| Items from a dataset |
*-*-*
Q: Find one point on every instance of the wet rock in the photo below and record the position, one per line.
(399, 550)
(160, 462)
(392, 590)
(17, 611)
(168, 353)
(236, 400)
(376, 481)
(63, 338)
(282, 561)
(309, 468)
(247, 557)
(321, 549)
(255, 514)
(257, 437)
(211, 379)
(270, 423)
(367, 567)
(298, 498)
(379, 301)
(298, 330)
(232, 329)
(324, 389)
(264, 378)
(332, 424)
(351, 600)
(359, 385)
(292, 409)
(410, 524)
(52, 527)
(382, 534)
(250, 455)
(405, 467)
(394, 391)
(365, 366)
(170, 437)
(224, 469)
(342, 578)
*-*-*
| EXERCISE DIRECTIONS |
Print the data word for word.

| EXERCISE RESULT |
Q: Find one point on every instance of the wet rock in the photo below and record the position, one per line.
(399, 550)
(160, 462)
(392, 590)
(17, 611)
(168, 353)
(236, 400)
(376, 481)
(63, 338)
(282, 561)
(309, 468)
(247, 557)
(321, 549)
(255, 514)
(257, 437)
(211, 379)
(270, 423)
(367, 567)
(298, 498)
(379, 301)
(298, 330)
(232, 329)
(324, 389)
(264, 378)
(332, 424)
(351, 600)
(359, 385)
(292, 409)
(410, 524)
(52, 527)
(382, 534)
(250, 455)
(405, 467)
(394, 391)
(365, 366)
(170, 437)
(224, 469)
(342, 578)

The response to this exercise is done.